Extracted records:
= = = = = = =

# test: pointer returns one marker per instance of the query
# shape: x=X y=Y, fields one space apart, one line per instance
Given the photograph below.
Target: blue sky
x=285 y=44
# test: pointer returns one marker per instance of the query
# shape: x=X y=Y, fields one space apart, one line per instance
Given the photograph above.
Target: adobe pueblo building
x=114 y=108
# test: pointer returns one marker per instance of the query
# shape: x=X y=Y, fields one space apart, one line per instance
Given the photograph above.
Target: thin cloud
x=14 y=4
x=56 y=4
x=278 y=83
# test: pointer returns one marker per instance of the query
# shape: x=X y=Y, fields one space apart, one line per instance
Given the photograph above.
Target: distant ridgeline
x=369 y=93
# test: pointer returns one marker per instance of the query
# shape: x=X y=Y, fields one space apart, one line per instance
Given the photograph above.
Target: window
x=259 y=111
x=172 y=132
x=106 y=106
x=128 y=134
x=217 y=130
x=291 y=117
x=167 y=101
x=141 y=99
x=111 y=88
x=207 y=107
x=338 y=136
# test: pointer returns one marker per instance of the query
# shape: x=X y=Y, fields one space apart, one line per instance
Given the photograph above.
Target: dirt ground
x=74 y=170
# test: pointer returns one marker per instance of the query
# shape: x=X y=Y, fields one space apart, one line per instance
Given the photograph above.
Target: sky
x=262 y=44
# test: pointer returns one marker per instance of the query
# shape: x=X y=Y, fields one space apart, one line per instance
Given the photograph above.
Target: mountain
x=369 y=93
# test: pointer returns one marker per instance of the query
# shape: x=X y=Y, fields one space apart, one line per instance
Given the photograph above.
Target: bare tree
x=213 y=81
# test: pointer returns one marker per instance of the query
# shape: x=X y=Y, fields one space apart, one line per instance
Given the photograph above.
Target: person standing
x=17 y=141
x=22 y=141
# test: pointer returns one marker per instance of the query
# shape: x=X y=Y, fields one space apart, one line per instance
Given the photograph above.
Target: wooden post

= = = = = = =

* [SET EXERCISE]
Identify each line in the items above that contains the string "Target", and copy those lines. Case counts when matching.

* [THE REPLY]
Target: blue sky
Target: adobe pueblo building
Target: thin cloud
Target: distant ridgeline
Target: window
Target: dirt ground
Target: sky
Target: mountain
Target: bare tree
Target: person standing
Target: wooden post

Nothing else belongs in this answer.